*Instructions to follow*.
Which lines in the records below hold the word "covered"? Copy each of them.

*Input for this task*.
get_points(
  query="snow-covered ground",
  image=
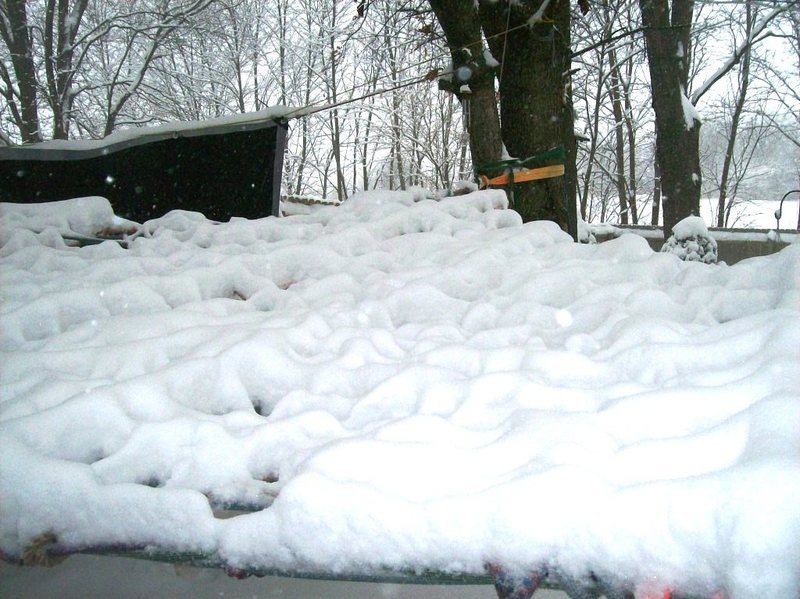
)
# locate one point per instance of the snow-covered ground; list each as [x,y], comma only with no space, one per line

*Solution*.
  query="snow-covered ground",
# locate one point per instance of the snow-covered ground; list each as [x,y], comma only with no space, one per line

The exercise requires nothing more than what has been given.